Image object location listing
____________

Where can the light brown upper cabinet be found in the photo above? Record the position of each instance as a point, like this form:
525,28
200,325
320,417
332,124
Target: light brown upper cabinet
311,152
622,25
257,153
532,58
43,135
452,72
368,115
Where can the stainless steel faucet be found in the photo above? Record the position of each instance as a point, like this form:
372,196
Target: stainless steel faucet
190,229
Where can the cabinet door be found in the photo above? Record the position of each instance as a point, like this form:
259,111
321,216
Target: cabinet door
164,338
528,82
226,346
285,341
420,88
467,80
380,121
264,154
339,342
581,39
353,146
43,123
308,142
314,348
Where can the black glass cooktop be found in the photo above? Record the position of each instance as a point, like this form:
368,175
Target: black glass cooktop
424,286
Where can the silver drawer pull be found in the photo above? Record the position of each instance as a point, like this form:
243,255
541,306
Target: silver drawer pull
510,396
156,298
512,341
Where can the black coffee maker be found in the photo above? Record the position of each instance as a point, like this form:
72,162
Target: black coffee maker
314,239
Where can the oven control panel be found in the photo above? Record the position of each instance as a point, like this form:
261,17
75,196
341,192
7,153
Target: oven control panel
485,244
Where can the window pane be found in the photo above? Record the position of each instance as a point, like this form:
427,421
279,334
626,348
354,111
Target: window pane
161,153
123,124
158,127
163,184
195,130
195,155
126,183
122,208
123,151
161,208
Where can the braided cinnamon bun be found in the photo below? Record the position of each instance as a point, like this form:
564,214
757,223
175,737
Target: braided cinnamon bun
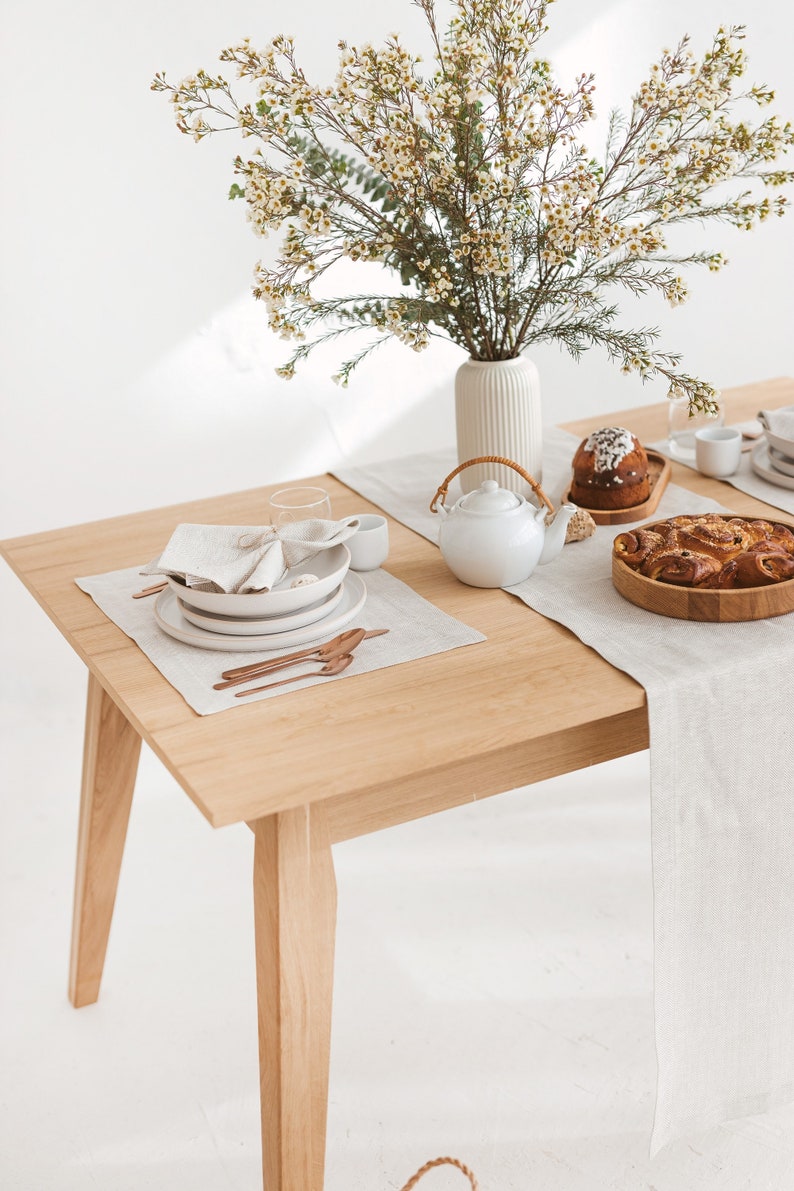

____________

What to do
Please rewrite everything from the line containing "Where can the black glass" down to the end of the listing as a JSON list of strings, one string per line, skipping blank lines. Leave the pictures out.

Right answer
[
  "Where can the black glass cooktop be found in the photo above? Record the position of each instance as a point, like this form:",
  "368,175",
  "Target: black glass cooktop",
  "424,286",
  "Where can the silver drawer pull be found in the photo above? Record the position of each instance as a point, like this form:",
  "243,255",
  "541,306",
  "Target: silver drawer pull",
  "510,396",
  "156,298",
  "512,341",
  "Where can the black coffee maker be found in the photo above? Record the position of each instance as a point, like this form:",
  "72,162",
  "Target: black coffee maker",
  "314,239",
  "Where can the oven control panel be found in the photo above? Record the position of each instance as a point, like this form:",
  "261,17",
  "75,196",
  "341,192",
  "7,153",
  "Target: oven control panel",
  "485,244",
  "Where can the window pane be found in the photo above? Record the position of each instance as a point, like this form:",
  "427,421",
  "279,334",
  "626,348",
  "354,111",
  "Target: window pane",
  "161,153",
  "123,124",
  "158,127",
  "163,184",
  "195,130",
  "195,155",
  "126,183",
  "122,208",
  "123,151",
  "161,208",
  "Where can the braided cinnamon bun be found in the photo below? Record the position of each instance as a point, like this form:",
  "564,214",
  "757,223",
  "175,737",
  "Target: braided cinnamon bun"
]